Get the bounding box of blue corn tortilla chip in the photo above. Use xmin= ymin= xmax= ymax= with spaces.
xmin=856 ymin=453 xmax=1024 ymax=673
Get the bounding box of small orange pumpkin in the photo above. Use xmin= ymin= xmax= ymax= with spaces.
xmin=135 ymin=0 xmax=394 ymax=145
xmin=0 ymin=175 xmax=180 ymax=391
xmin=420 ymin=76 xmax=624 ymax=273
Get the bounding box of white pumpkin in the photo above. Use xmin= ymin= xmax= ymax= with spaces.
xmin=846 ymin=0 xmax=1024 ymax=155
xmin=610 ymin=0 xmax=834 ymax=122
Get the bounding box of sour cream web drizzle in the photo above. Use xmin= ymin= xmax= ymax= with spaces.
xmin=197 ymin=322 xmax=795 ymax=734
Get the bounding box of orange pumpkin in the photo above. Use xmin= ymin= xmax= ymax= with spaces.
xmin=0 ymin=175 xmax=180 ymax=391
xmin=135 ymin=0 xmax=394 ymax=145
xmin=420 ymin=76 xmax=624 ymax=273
# # #
**Work required:** Your answer must be the line holding "Get the bounding box of white" and every later line of the entries above, written out exactly, and nothing else.

**Solution to this problem:**
Get the bounding box of white pumpkin in the photo above. Use xmin= ymin= xmax= ymax= with spaces.
xmin=846 ymin=0 xmax=1024 ymax=155
xmin=610 ymin=0 xmax=834 ymax=122
Get the bounding box of sour cream web drizzle in the photo above. Use xmin= ymin= xmax= ymax= with spaces.
xmin=197 ymin=322 xmax=795 ymax=734
Get the bounding box of orange pumpkin in the photo above. Use xmin= ymin= xmax= ymax= with spaces.
xmin=0 ymin=175 xmax=180 ymax=391
xmin=135 ymin=0 xmax=394 ymax=145
xmin=420 ymin=76 xmax=624 ymax=273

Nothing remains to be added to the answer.